[START OF QUOTED PASSAGE]
In the grand tradition of physics, we approximate the human body as a sphere
and investigate how many fit inside real-world enclosures.

This is a serious realization of a joke idea.
"""

import numpy as np
import json
import os

import pyvista as pv
import matplotlib.pyplot as plt
import matplotlib as mpl

from containers import (
    VENUES, get_volume, get_bounding_box,
    pack_spheres_fcc_in_venue, pack_spheres_cubic_in_venue,
    make_container_mesh, CONTAINMENT_CHECKS,
)

OUTPUT_DIR = "results_spherical"
os.makedirs(OUTPUT_DIR, exist_ok=True)

pv.OFF_SCREEN = True

plt.rcParams.update({
    'font.family': 'serif',
    'font.size': 11,
    'axes.titlesize': 14,
    'axes.titleweight': 'bold',
    'axes.spines.top': False,
    'axes.spines.right': False,
    'figure.facecolor': '#FAFAFA',
    'axes.facecolor': '#FAFAFA',
    'axes.edgecolor': '#333333',
    'xtick.color': '#333333',
    'ytick.color': '#333333',
    'axes.labelcolor': '#333333',
    'text.color': '#333333',
    'grid.alpha': 0.4,
    'grid.linestyle': '--',
    'savefig.facecolor': '#FAFAFA',
})
[END OF QUOTED PASSAGE]
• [TO DO]:
• a. Which names does the sphere-packing script import from the containers module?
• b. Reproduce the section of the sphere-packing script that begins at the words "In the grand" and stops after "a joke idea.".
The records are separate material, unrelated to the sphere-packing script.
[START OF RECORDED INFORMATION]
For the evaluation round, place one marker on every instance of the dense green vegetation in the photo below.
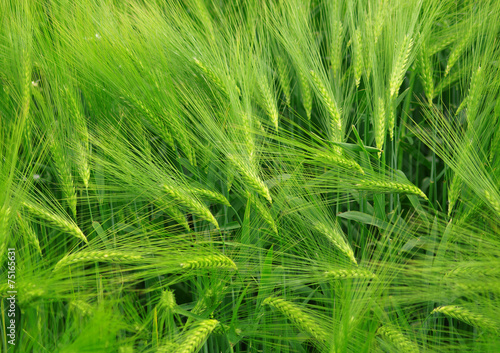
(250, 176)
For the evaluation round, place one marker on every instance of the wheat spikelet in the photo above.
(394, 336)
(192, 204)
(251, 178)
(331, 106)
(161, 127)
(126, 349)
(454, 192)
(473, 270)
(493, 200)
(380, 119)
(55, 220)
(247, 134)
(345, 274)
(177, 216)
(306, 93)
(426, 74)
(209, 262)
(197, 336)
(284, 78)
(4, 228)
(211, 196)
(211, 75)
(205, 18)
(474, 96)
(358, 56)
(263, 212)
(167, 300)
(269, 101)
(28, 232)
(467, 316)
(341, 161)
(399, 65)
(336, 238)
(97, 256)
(29, 292)
(81, 307)
(303, 321)
(82, 148)
(393, 186)
(456, 53)
(64, 172)
(26, 92)
(336, 48)
(378, 24)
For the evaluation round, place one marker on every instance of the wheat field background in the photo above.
(249, 176)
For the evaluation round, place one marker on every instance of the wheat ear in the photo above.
(337, 239)
(97, 256)
(467, 316)
(400, 64)
(393, 186)
(346, 274)
(209, 262)
(331, 106)
(284, 78)
(28, 231)
(358, 57)
(303, 321)
(191, 203)
(380, 118)
(394, 336)
(55, 220)
(269, 101)
(340, 161)
(306, 93)
(211, 196)
(251, 178)
(197, 336)
(263, 212)
(336, 49)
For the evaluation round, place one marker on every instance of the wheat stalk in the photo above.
(97, 256)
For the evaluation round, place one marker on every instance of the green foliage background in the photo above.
(250, 176)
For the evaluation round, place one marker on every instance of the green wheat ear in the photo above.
(398, 339)
(467, 316)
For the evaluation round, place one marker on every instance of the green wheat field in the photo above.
(263, 176)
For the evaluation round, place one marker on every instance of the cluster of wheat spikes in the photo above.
(250, 176)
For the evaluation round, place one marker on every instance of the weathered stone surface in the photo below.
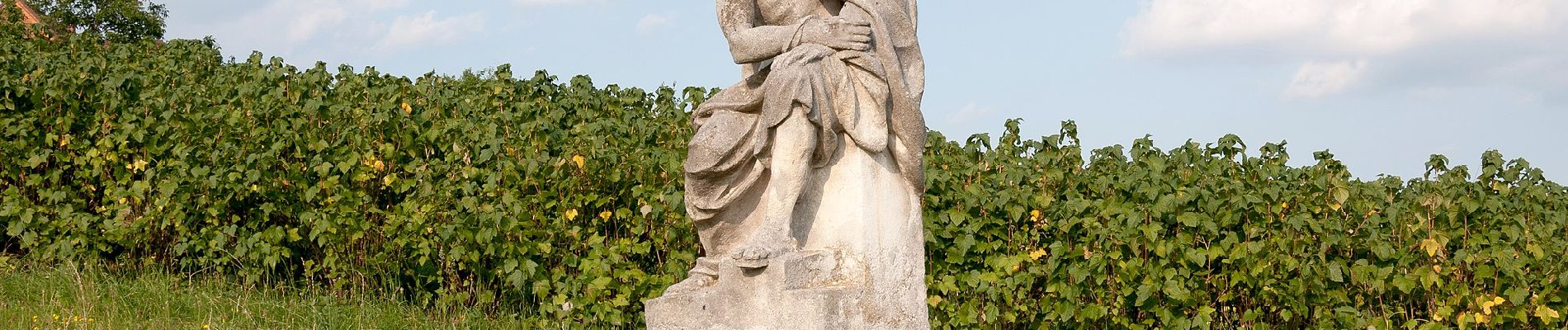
(800, 290)
(805, 177)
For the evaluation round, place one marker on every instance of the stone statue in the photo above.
(805, 179)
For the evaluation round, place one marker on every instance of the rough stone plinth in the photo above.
(803, 290)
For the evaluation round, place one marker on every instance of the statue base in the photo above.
(801, 290)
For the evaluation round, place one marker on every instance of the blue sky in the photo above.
(1381, 85)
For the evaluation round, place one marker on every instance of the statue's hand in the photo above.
(838, 33)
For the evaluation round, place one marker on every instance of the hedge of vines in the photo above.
(560, 202)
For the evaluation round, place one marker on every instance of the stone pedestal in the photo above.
(803, 290)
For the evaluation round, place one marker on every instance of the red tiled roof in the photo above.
(29, 15)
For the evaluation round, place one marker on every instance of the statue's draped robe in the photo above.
(862, 199)
(869, 96)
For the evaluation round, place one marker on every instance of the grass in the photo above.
(93, 298)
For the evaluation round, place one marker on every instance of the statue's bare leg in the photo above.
(794, 143)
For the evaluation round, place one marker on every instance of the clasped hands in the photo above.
(820, 38)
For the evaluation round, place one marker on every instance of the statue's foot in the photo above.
(690, 284)
(763, 248)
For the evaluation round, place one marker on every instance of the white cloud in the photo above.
(1322, 78)
(651, 22)
(1332, 27)
(1343, 45)
(971, 111)
(282, 26)
(552, 2)
(427, 30)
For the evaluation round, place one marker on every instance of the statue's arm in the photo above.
(749, 40)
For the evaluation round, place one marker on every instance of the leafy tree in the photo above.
(110, 19)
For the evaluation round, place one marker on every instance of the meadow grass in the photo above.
(76, 296)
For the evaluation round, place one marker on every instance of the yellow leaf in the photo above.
(1487, 305)
(1432, 246)
(1547, 314)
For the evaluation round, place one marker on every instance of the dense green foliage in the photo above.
(560, 202)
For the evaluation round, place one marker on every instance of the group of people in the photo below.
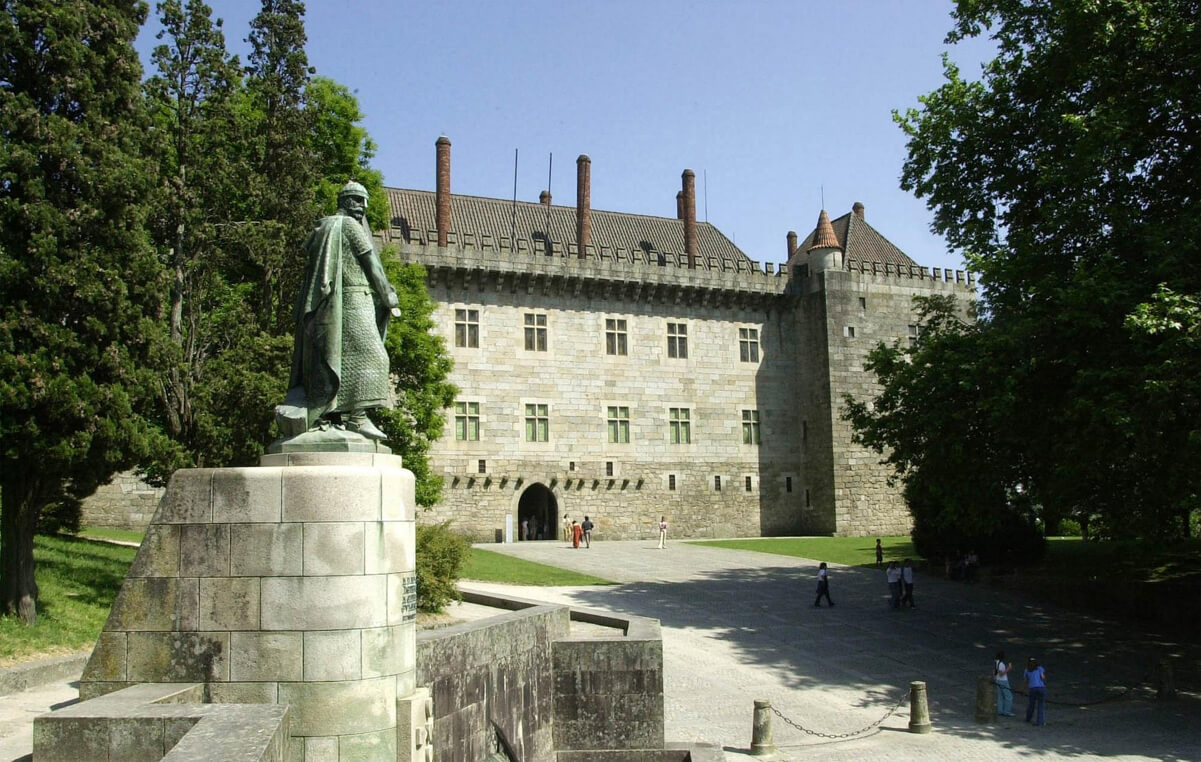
(578, 534)
(1035, 688)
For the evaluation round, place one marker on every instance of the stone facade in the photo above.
(288, 583)
(530, 317)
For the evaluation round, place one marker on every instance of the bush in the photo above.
(440, 558)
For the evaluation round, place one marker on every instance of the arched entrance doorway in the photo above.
(539, 509)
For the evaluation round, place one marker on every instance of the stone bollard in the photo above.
(1165, 686)
(919, 710)
(986, 700)
(760, 728)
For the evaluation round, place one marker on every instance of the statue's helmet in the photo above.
(352, 189)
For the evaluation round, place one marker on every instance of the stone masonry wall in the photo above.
(578, 381)
(125, 502)
(877, 308)
(494, 671)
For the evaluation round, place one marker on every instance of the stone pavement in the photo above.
(741, 625)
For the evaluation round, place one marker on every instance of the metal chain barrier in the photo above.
(904, 695)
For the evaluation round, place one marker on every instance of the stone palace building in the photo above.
(627, 367)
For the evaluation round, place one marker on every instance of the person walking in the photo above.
(823, 585)
(1001, 671)
(907, 583)
(892, 573)
(1037, 689)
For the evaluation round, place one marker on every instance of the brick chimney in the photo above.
(689, 216)
(442, 192)
(583, 204)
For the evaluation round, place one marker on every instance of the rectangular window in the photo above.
(750, 427)
(677, 340)
(748, 345)
(536, 332)
(466, 328)
(679, 420)
(537, 423)
(466, 422)
(615, 335)
(619, 424)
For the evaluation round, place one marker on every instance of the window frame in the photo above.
(537, 422)
(748, 344)
(617, 423)
(465, 414)
(535, 325)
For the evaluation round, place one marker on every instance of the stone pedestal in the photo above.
(287, 583)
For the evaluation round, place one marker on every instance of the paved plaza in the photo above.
(740, 625)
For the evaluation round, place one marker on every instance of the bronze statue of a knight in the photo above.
(339, 363)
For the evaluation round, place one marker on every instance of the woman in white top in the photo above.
(1001, 677)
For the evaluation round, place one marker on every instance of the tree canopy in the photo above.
(1068, 177)
(150, 251)
(81, 308)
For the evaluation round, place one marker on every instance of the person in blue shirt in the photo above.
(1037, 688)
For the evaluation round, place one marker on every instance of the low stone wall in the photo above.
(163, 721)
(125, 502)
(493, 672)
(609, 692)
(551, 696)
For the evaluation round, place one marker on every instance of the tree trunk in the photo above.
(18, 523)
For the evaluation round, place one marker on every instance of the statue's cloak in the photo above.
(317, 355)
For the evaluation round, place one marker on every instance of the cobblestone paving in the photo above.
(740, 626)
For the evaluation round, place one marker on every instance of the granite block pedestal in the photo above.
(287, 583)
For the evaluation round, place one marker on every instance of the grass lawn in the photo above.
(105, 533)
(846, 551)
(77, 581)
(489, 566)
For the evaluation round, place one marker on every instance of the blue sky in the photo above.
(772, 103)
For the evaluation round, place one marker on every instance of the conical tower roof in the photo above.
(823, 234)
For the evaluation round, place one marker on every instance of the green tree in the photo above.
(191, 97)
(281, 168)
(344, 149)
(942, 422)
(81, 289)
(1068, 177)
(419, 369)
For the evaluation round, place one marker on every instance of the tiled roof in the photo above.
(413, 218)
(859, 242)
(823, 234)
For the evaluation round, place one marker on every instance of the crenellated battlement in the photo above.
(965, 278)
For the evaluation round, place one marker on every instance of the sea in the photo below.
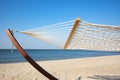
(8, 56)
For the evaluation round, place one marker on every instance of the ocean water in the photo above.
(44, 55)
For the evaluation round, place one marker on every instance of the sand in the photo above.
(94, 68)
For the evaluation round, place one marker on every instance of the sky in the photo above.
(27, 14)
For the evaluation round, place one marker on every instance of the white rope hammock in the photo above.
(86, 35)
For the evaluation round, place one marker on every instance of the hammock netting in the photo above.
(86, 36)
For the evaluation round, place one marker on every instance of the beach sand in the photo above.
(94, 68)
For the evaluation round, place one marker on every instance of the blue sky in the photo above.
(27, 14)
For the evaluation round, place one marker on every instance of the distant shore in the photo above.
(94, 68)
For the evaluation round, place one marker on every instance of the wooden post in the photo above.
(27, 57)
(72, 32)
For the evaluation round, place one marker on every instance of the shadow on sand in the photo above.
(101, 77)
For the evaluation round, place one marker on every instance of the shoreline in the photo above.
(91, 68)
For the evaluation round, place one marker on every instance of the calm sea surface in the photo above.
(43, 55)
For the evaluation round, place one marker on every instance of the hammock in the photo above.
(79, 34)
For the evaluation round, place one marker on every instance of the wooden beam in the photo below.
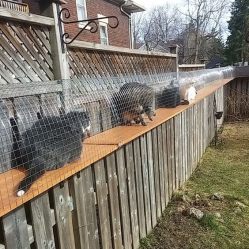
(25, 17)
(191, 65)
(95, 46)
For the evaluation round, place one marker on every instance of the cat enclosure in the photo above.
(112, 195)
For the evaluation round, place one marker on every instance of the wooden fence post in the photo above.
(174, 50)
(59, 55)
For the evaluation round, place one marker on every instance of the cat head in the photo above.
(80, 118)
(150, 112)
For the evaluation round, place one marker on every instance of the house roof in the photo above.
(213, 63)
(155, 47)
(130, 6)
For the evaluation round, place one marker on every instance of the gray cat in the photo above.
(133, 101)
(50, 143)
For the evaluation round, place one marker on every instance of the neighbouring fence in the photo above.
(237, 99)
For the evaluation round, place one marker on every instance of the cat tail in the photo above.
(36, 171)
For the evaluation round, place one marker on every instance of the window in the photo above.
(81, 9)
(103, 34)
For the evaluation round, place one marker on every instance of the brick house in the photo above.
(86, 9)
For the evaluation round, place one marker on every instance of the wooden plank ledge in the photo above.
(94, 149)
(121, 135)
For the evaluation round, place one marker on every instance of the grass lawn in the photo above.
(223, 170)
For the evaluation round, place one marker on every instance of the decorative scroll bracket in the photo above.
(65, 14)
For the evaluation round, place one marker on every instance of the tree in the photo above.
(204, 18)
(160, 24)
(237, 48)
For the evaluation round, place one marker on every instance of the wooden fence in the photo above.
(191, 67)
(109, 200)
(237, 99)
(116, 200)
(86, 60)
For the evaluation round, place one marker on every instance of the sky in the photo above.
(151, 3)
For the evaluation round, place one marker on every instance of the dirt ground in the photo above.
(219, 188)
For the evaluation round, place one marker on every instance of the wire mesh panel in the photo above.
(45, 126)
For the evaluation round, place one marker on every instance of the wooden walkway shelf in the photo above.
(95, 148)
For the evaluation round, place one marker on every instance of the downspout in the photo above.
(129, 16)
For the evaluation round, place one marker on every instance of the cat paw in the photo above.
(20, 193)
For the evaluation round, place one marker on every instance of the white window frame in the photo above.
(103, 23)
(80, 5)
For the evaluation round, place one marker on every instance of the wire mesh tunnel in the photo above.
(43, 125)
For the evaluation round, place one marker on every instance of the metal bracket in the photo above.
(65, 14)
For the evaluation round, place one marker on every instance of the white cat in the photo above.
[END OF RECORDED INFORMATION]
• [PROBLEM SOLUTIONS]:
• a. VENUES, get_volume, get_bounding_box, pack_spheres_fcc_in_venue, pack_spheres_cubic_in_venue, make_container_mesh, CONTAINMENT_CHECKS

• b.
In the grand tradition of physics, we approximate the human body as a sphere
and investigate how many fit inside real-world enclosures.

This is a serious realization of a joke idea.